FEATURE: Send a 'noindex' header in non-canonical responses (PR #15026)

While the Discourse SPA has URLs for every single post in a topic, we don’t want crawlers to waste time indexing those. In order to generalize the header application, we are replying with it every time a canonical is generated an is different from the requested URL.

GitHub

I think we should put this behind a hidden site setting to start with. Then we can try it on a few sites before rolling out by default

Setting a response header as a side-effect of the canonical_link_tag helper seems pretty surprising. I think it might be better to make this a separate method within CanonicalUrl::Helpers.set_x_robots_tag, and call it from a before/after-action in the ApplicationController. We already have an add_noindex_header before_action which could be adapted.

Having it as a before_action also means that Routes are still free to customize the header if they want to (e.g. some actions in the Users controller do this)

Actually, maybe it needs to be an after_action, so that routes can set the canonical URL first? In which case, we could use ||= to make sure any explicit values are given priority.

Setting a response header as a side-effect of the canonical_link_tag helper seems pretty surprising.

Yeah, it felt weird.

However I only want to set this when we calculate the canonical, which isn’t something we do on every response right?

The alternative would be setting the canonical value in a session variable and then checking for it on the after_action and setting the header. How that sounds?

- SHORT TASK 1
Render everything in the listing below, from the line containing "Target: green foliage background" down to the end of the listing, as a Markdown table with the columns Row and Listing line. Number each row and leave out blank lines.

- ROWS
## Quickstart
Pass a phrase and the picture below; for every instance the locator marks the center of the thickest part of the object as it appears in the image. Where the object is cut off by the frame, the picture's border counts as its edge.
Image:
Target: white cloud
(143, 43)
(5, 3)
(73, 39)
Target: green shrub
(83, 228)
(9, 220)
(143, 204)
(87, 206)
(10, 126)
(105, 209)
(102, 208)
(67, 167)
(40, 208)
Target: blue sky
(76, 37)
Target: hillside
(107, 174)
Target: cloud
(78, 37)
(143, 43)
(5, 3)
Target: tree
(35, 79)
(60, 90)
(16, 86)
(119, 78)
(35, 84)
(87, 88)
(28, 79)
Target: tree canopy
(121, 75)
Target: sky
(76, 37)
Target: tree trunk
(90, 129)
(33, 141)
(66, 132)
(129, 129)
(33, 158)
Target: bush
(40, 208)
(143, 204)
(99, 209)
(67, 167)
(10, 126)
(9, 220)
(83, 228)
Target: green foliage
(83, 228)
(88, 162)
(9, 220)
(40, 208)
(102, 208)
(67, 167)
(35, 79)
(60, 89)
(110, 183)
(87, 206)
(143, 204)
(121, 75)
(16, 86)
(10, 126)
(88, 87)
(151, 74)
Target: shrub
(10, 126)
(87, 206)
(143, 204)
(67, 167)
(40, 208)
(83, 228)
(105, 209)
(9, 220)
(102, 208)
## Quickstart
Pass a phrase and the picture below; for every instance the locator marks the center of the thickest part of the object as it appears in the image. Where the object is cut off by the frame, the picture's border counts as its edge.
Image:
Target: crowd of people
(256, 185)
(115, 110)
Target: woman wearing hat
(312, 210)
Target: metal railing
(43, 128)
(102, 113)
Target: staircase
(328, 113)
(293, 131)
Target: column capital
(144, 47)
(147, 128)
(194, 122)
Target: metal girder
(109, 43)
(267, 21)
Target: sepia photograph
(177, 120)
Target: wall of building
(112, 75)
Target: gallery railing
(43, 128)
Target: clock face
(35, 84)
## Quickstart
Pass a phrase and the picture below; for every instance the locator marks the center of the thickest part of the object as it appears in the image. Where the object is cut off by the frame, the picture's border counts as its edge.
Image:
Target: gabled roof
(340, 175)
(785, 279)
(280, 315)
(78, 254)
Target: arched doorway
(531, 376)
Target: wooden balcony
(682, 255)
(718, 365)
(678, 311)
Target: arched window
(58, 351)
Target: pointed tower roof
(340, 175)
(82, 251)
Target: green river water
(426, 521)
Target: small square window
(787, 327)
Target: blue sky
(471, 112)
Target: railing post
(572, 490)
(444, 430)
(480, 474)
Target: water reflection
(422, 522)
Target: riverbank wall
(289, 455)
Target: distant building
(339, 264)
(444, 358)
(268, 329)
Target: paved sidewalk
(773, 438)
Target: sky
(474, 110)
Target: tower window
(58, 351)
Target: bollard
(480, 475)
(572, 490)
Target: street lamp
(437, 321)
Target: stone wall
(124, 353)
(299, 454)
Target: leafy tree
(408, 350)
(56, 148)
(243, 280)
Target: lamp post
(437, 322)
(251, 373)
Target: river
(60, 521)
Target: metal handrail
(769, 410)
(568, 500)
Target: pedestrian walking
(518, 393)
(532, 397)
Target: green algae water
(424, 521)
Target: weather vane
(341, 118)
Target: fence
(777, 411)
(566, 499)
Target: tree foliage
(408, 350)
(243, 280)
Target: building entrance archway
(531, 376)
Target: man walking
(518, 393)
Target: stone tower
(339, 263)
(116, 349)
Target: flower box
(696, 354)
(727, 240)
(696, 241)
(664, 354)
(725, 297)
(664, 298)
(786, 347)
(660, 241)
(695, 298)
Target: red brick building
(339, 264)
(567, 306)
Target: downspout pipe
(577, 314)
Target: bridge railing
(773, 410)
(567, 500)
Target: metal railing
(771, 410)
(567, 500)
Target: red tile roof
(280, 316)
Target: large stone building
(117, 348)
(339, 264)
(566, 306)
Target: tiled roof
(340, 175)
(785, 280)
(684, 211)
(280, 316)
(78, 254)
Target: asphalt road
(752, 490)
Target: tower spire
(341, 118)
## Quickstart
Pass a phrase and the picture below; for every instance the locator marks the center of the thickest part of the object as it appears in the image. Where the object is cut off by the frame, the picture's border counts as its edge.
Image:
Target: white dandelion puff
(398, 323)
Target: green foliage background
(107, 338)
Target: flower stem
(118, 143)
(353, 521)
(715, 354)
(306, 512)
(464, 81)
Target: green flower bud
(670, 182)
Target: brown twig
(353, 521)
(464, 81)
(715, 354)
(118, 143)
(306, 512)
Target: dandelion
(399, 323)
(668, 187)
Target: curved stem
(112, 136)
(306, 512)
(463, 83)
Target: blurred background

- SHORT TASK 2
Reproduce everything in the noindex header thread from "However I only" down to "How that sounds?".

- WRITTEN ANSWER 1
| Row | Listing line |
|---|---|
| 1 | Target: green foliage background |
| 2 | (107, 338) |
| 3 | Target: flower stem |
| 4 | (118, 143) |
| 5 | (353, 521) |
| 6 | (715, 354) |
| 7 | (306, 512) |
| 8 | (464, 81) |
| 9 | Target: green flower bud |
| 10 | (670, 182) |
| 11 | Target: brown twig |
| 12 | (353, 521) |
| 13 | (464, 81) |
| 14 | (715, 354) |
| 15 | (118, 143) |
| 16 | (306, 512) |
| 17 | Target: dandelion |
| 18 | (399, 323) |
| 19 | (668, 187) |
| 20 | Target: curved stem |
| 21 | (112, 136) |
| 22 | (306, 512) |
| 23 | (463, 83) |
| 24 | Target: blurred background |

- WRITTEN ANSWER 2
However I only want to set this when we calculate the canonical, which isn’t something we do on every response right?

The alternative would be setting the canonical value in a session variable and then checking for it on the after_action and setting the header. How that sounds?